**FRAGMENT TEKSTU:**
++++

30 września 2019

SOR potrzebuje naszej pomocy

Małgorzata Solecka

1 października. Sądny dzień na SOR. Wprowadzimy na każdym szpitalnym oddziale ratunkowym w kraju system klasyfikacji pacjentów, dzięki czemu pomoc najbardziej potrzebującym będzie udzielana niemal natychmiast, a standardy obsługi zostaną ujednolicone – obiecuje Prawo i Sprawiedliwość w swoim programie wyborczym.
Będzie „dobra zmiana”?

Zmiana na SOR wyprzedzi nawet wynik wyborów, bo nowe przepisy na największych oddziałach ratunkowych wchodzą w życie 1 października. Na razie budzą więcej niepokoju niż nadziei. Co więcej, kluczowe dla funkcjonowania SOR problemy ani nie są, ani w najbliższej przyszłości nie będą rozwiązane.

++++

**ZESTAW ZADAŃ:**
a - Wypisz wszystkie zdania akapitu tekstu o SOR, który zaczyna się od słów „Zmiana na SOR wyprzedzi”.
b - Napisz dalszy ciąg tekstu o SOR, zaczynając od miejsca po jego ostatnim zdaniu.
Rekordy nie mają żadnego związku z tekstem o SOR.

**FRAGMENTY DANYCH:**
++++

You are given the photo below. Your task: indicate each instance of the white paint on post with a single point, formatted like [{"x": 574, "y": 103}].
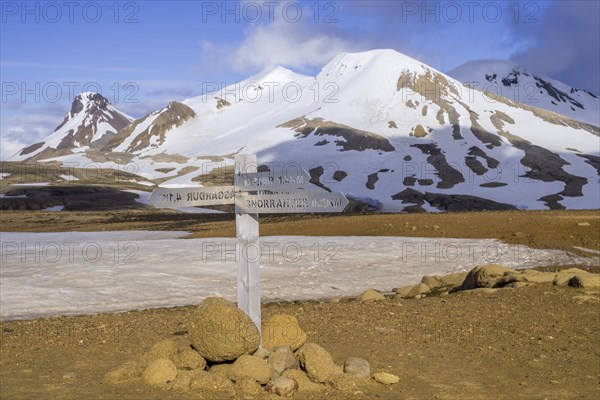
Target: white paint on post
[{"x": 248, "y": 250}]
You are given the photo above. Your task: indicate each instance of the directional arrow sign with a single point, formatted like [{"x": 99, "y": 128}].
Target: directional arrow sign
[
  {"x": 272, "y": 180},
  {"x": 290, "y": 201},
  {"x": 190, "y": 197}
]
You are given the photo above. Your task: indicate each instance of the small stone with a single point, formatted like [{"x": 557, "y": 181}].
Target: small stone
[
  {"x": 386, "y": 378},
  {"x": 343, "y": 382},
  {"x": 357, "y": 367},
  {"x": 586, "y": 280},
  {"x": 183, "y": 381},
  {"x": 304, "y": 383},
  {"x": 282, "y": 329},
  {"x": 403, "y": 291},
  {"x": 282, "y": 358},
  {"x": 370, "y": 295},
  {"x": 247, "y": 388},
  {"x": 317, "y": 362},
  {"x": 419, "y": 289},
  {"x": 126, "y": 372},
  {"x": 221, "y": 369},
  {"x": 160, "y": 372},
  {"x": 282, "y": 386},
  {"x": 250, "y": 367}
]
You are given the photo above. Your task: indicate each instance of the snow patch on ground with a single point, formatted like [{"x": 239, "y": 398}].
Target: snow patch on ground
[{"x": 90, "y": 272}]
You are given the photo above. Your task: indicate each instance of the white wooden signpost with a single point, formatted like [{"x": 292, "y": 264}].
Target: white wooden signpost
[{"x": 253, "y": 193}]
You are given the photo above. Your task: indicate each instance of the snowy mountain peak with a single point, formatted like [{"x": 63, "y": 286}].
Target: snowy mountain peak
[
  {"x": 515, "y": 82},
  {"x": 91, "y": 118}
]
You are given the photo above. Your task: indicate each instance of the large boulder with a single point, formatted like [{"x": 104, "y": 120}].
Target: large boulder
[
  {"x": 317, "y": 362},
  {"x": 282, "y": 386},
  {"x": 252, "y": 367},
  {"x": 485, "y": 276},
  {"x": 221, "y": 332},
  {"x": 528, "y": 275},
  {"x": 160, "y": 372},
  {"x": 281, "y": 330},
  {"x": 188, "y": 359},
  {"x": 564, "y": 276}
]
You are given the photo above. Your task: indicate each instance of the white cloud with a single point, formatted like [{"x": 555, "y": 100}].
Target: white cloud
[{"x": 297, "y": 45}]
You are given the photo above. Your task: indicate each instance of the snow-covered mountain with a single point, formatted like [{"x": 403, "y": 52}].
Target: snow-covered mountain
[
  {"x": 92, "y": 119},
  {"x": 379, "y": 126},
  {"x": 510, "y": 80}
]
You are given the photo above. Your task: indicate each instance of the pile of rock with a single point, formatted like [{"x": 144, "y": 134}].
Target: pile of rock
[
  {"x": 490, "y": 277},
  {"x": 224, "y": 359}
]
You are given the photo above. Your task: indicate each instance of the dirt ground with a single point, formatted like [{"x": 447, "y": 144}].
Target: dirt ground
[{"x": 531, "y": 342}]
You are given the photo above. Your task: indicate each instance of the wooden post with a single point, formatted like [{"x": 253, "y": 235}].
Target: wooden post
[{"x": 248, "y": 251}]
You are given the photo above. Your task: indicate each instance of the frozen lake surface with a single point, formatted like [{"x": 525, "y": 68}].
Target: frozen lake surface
[{"x": 66, "y": 273}]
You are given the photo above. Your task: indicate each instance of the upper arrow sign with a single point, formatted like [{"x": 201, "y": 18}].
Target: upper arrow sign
[
  {"x": 272, "y": 180},
  {"x": 290, "y": 201},
  {"x": 190, "y": 197}
]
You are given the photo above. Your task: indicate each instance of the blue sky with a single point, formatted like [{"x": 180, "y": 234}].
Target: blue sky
[{"x": 142, "y": 54}]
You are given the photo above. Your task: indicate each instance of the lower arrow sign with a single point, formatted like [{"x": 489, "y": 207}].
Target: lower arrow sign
[
  {"x": 290, "y": 201},
  {"x": 190, "y": 197}
]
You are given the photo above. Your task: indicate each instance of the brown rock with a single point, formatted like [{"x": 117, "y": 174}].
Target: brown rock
[
  {"x": 221, "y": 369},
  {"x": 282, "y": 329},
  {"x": 419, "y": 289},
  {"x": 370, "y": 295},
  {"x": 304, "y": 382},
  {"x": 250, "y": 367},
  {"x": 183, "y": 381},
  {"x": 586, "y": 280},
  {"x": 343, "y": 382},
  {"x": 386, "y": 378},
  {"x": 563, "y": 277},
  {"x": 160, "y": 372},
  {"x": 403, "y": 291},
  {"x": 317, "y": 362},
  {"x": 247, "y": 388},
  {"x": 282, "y": 358},
  {"x": 357, "y": 367},
  {"x": 220, "y": 331},
  {"x": 282, "y": 386},
  {"x": 485, "y": 276}
]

++++

**ODPOWIEDZI DO ZADAŃ:**
a -
1. Zmiana na SOR wyprzedzi nawet wynik wyborów, bo nowe przepisy na największych oddziałach ratunkowych wchodzą w życie 1 października.
2. Na razie budzą więcej niepokoju niż nadziei.
3. Co więcej, kluczowe dla funkcjonowania SOR problemy ani nie są, ani w najbliższej przyszłości nie będą rozwiązane.

b -
Jakie zmiany wchodzą w życie 1 października? Po pierwsze, obowiązkowa segregacja medyczna pacjentów. Zainstalowany już system Tryb Obsługi Pacjenta SOR pomoże – twierdzi Ministerstwo Zdrowia – kierować chorymi na oddziale ratunkowym. Umożliwi też monitorowanie czasu oczekiwania pacjentów, czyli wyposaży Ministerstwo Zdrowia w szczegółowe dane, dotyczące zarówno średniego czasu oczekiwania, jak i czasu minimalnego oraz maksymalnego, w całym systemie oraz poszczególnych placówkach. Jednak resort podkreślał przede wszystkim, że informacje będą użyteczne dla pacjentów, którzy zyskają szansę sprawdzenia online, jaki jest czas oczekiwania na okolicznych SOR. O ile jednak w największych aglomeracjach taka informacja (przynajmniej w teorii) może być przydatna, o tyle trudno się spodziewać, by potrzebujący pomocy pacjenci spoza wielkich miast nie wybierali najbliższej placówki. Koszt wprowadzenia TOP SOR wynosi około 40 mln zł. Ostatecznie może okazać się wyższy, bo resort zapowiedział sfinansowanie również integracji systemu z systemami informatycznymi szpitali, a wielu lekarzy i dyrektorów zwracało uwagę na realny problem wynikający z konieczności posługiwania się dwoma niezależnymi systemami.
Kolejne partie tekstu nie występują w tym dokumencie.